--- MATERIAL SHOWN ---

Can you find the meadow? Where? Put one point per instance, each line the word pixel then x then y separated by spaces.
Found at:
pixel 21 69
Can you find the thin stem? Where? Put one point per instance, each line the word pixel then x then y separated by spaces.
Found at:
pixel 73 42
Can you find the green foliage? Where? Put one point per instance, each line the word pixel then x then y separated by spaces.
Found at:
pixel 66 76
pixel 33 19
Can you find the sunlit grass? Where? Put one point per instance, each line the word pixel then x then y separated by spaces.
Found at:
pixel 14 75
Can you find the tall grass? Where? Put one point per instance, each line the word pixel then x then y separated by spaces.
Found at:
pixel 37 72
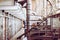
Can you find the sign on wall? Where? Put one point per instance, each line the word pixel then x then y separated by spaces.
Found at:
pixel 6 2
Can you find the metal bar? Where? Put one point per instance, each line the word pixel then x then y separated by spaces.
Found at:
pixel 4 27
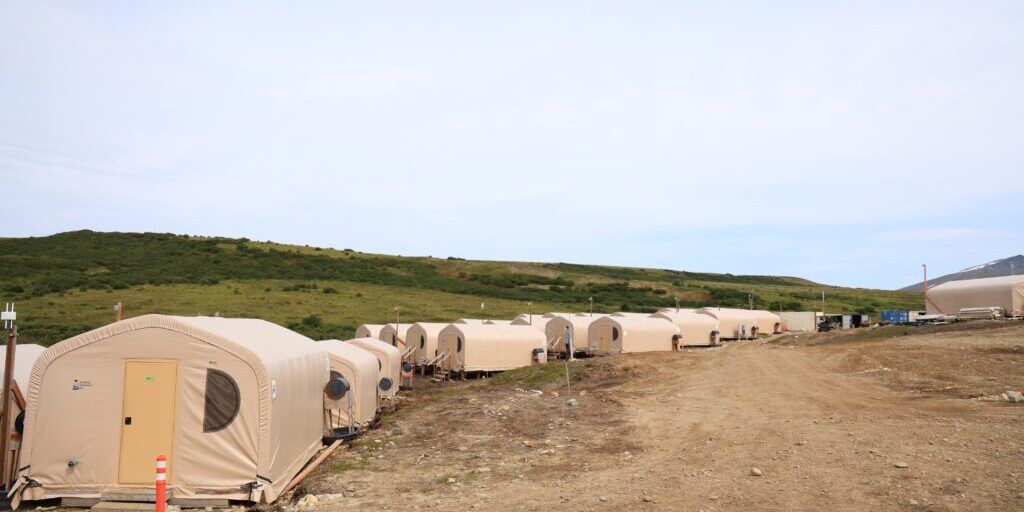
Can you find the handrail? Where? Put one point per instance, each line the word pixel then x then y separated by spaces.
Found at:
pixel 554 342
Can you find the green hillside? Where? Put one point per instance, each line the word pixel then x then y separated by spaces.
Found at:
pixel 68 283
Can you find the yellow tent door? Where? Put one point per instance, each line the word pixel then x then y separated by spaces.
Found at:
pixel 147 424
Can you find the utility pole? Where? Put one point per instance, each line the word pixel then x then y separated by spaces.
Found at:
pixel 397 311
pixel 9 317
pixel 924 267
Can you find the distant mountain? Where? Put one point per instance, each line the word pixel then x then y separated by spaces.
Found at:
pixel 1005 266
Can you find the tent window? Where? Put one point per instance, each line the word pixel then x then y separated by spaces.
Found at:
pixel 222 400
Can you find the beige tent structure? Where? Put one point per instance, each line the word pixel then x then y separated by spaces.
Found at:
pixel 392 335
pixel 235 403
pixel 631 334
pixel 1006 292
pixel 389 363
pixel 577 326
pixel 677 310
pixel 742 324
pixel 369 331
pixel 25 357
pixel 694 329
pixel 475 347
pixel 361 370
pixel 422 337
pixel 537 322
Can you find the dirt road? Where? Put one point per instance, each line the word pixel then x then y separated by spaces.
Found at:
pixel 876 425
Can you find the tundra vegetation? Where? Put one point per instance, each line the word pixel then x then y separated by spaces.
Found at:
pixel 68 283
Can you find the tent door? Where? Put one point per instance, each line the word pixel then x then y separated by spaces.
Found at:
pixel 147 421
pixel 604 339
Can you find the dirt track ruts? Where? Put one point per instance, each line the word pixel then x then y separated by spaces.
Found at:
pixel 682 431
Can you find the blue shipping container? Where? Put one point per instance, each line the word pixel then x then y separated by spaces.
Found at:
pixel 896 316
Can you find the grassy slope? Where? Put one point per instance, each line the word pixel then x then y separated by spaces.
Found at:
pixel 68 283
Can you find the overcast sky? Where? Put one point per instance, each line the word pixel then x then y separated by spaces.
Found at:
pixel 847 143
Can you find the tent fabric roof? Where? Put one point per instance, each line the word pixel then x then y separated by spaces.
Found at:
pixel 430 328
pixel 686 317
pixel 389 356
pixel 1006 292
pixel 497 332
pixel 267 348
pixel 25 357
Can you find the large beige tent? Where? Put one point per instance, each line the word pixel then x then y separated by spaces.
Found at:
pixel 236 406
pixel 694 329
pixel 741 324
pixel 25 357
pixel 369 331
pixel 389 363
pixel 422 337
pixel 361 370
pixel 631 334
pixel 577 326
pixel 1006 292
pixel 475 347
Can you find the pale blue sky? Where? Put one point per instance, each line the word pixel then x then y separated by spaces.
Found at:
pixel 843 142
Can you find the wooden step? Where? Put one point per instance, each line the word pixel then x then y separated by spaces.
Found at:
pixel 74 502
pixel 132 495
pixel 125 506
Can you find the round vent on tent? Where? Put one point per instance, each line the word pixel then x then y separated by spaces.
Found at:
pixel 336 388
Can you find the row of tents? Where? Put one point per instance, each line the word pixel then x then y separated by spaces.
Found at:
pixel 241 406
pixel 489 345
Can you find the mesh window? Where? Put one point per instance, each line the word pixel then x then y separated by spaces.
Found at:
pixel 222 400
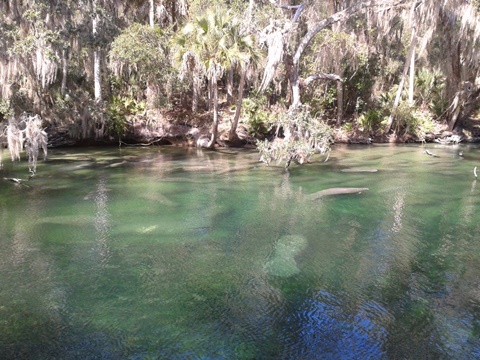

---

▸ WHAT IS ASKED
Tally the lines in the entries above that contain the word "green", and give only the number.

▸ COMPLETED TASK
2